| Passage provided |

===

Furthermore, a heritage branding strategy is usually played on a third decisive field, digital communication, combining the
use of corporate websites and new participatory platforms supporting press release activities as well as media monitoring and
relationship building with digital publics. PR and communication managers strongly confirmed the importance to integrate
official social media channels with corporate website:
“News posted on official social media channels are automatically reported in the corporate website, producing a digital
activation for every company’s event and press reception. In this way, when a press release is issued offline, in real
time it is also delivered online on corporate website and social networks” (Birra Peroni).
“Social networks represent an ideal vehicle to spread historical information, which a company would communicate
with difficulty in other media. Indeed, if traditional corporate channels require the users the effort to search for
information, social networks reach the public in a quicker and more direct way, also stimulating the use of additional
sources to deepen information” (Poli).
Thus, news concerning corporate museum, as well as special company celebrations and initiatives, can generate a
continuous communication flow with strategic publics.
544 V. Martino, A. Lovari / Public Relations Review 42 (2016) 539–547
Media relations are variously managed by the companies participating in the panel, by using different tools and actions.
In any case, media relations’ activities support the whole communication strategy. As reported in an interview:
“We are entirely committed to value our history and the press office takes the role of supporting and amplifying every
corporate initiative” (Amarelli).
Among the major opportunities, interviewees mention the facilitation of brand storytelling process, by making it credible
and continuous over time. Indeed, whether today most of the companies are searching for stories to involve and activate
their publics, a relevant corporate history can offer a ceaseless source of contents for PR strategies. Thus, a heritage brand
approach is called not to invent a tradition (Hobsbawm & Ranger, 1983) or new stories, but rather to rediscover company
roots, being credible and authentic for the stakeholders:
“Some companies can prove a long history, some other shorter; the importance is to tell a true story, because only
what is true can stand against time, while invented stories are destined to fall, sooner or later. Thus, for resisting in
the information market and being attractive for the media system as well as for other stakeholders, you need to be
credible” (Lungarotti).
Heritage branding implies the PR managers’ capability to select those elements reflecting corporate identity at the present.
For this purpose, media relations function must assure consistency between the current news and the communication of
the past, thus producing a balanced brand storytelling mixing tradition and innovation.

===

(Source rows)
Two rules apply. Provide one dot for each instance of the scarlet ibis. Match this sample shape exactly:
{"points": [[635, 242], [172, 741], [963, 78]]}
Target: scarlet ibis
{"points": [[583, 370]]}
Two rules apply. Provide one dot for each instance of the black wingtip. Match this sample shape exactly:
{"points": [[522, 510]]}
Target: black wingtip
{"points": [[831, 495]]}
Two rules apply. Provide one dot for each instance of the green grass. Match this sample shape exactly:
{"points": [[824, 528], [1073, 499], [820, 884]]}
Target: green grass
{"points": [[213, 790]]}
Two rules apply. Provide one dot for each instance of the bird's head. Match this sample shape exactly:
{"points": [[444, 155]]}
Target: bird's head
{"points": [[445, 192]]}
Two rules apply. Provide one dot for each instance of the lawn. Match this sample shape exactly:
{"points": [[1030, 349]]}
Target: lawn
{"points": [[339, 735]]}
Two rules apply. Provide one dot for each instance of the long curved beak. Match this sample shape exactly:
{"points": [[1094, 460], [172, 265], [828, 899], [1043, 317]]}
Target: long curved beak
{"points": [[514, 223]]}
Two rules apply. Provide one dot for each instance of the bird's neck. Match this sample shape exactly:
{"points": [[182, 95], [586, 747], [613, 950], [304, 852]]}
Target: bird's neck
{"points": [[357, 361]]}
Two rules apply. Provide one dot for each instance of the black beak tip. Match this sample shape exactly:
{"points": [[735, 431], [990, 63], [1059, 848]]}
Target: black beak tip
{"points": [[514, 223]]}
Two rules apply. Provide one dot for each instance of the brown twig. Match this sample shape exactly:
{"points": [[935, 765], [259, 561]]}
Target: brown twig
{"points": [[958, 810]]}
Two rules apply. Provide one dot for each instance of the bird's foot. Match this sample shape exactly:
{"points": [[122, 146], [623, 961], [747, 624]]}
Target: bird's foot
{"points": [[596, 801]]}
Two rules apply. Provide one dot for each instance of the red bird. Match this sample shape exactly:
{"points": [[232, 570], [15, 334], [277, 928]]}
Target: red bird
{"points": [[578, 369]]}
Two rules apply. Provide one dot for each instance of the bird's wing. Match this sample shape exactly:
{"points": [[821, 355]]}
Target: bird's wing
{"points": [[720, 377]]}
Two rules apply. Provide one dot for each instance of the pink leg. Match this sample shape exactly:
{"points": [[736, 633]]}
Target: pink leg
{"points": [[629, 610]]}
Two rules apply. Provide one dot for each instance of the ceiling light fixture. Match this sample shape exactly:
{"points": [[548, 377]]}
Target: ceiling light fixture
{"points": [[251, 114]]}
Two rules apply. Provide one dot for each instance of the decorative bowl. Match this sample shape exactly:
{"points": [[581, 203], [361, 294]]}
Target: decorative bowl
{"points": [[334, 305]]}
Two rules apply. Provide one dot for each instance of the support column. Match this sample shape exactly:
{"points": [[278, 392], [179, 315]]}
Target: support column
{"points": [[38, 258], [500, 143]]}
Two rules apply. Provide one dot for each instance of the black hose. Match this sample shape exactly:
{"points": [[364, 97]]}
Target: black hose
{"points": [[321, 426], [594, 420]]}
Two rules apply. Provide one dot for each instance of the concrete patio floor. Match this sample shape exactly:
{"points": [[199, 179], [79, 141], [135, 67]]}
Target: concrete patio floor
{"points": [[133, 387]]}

===

| Directions |
(a) Answer these questions using the passage on heritage branding, one answer per line:
(i) In the Birra Peroni quote, where is a press release delivered in real time when it is issued offline?
(ii) In the Amarelli quote, what role does the press office take?
(iii) In the Lungarotti quote, what is said to happen to invented stories?
(b) List every company whose quoted statement appears in the passage on heritage branding.
(c) Resume the passage on heritage branding after its last sentence.

| Responses to the exercise |
(a)
(i) On the corporate website and social networks.
(ii) Supporting and amplifying every corporate initiative.
(iii) They are destined to fall, sooner or later.

(b) Birra Peroni, Poli, Amarelli, Lungarotti

(c)
If conceived in this way, the uniqueness residing in an illustrious history can stimulate interest, making companies
attractive for media and public opinion. Such condition guarantees these organizations the opportunity to “pull” journalists
and engage influencers, rather than to chase their attention and try to push news along media channels with a traditional
press office activity. As reported in the following excerpts:
“In most of the cases, when media decide to make a piece on our company or museum, they act autonomously and not
because we have asked them. Of course, the press office represents the first contact and, at a later stage, the structure
accommodating journalists and offering all the materials they need” (Poli).
“Journalists usually attempt to contact us more than the contrary. We limit to make ourselves available when they ask
to make a service on the museum. Thus, our activity consists in housing every professional who is interested in our
history. We arrange accommodation, an employee who could explain our history, and satisfy all curiosities” (Pelino).
“Media excite for small realities, which are little known or unique in their own genre. They spontaneously talk about
us, want to come and visit, ask if we have news, review our products. Even the financial press contacts us, as we make
trend also from that point of view” (Sella & Mosca).
Not least, heritage branding strategies can help companies to closely identify themselves with local territory and the Made
in Italy tradition, also by stimulating specific corporate partnerships and networking activities. Indeed:
“Our reputation depends on the symbiosis between the company and its town. They are two symbiotic realities, as
corporate history is also the one of Pelino’s family and Sulmona” (Pelino).
“One task for the press office is to promote strategic partnerships with other organizations sharing some values with
us: history, quality, Italian character” (Maglio).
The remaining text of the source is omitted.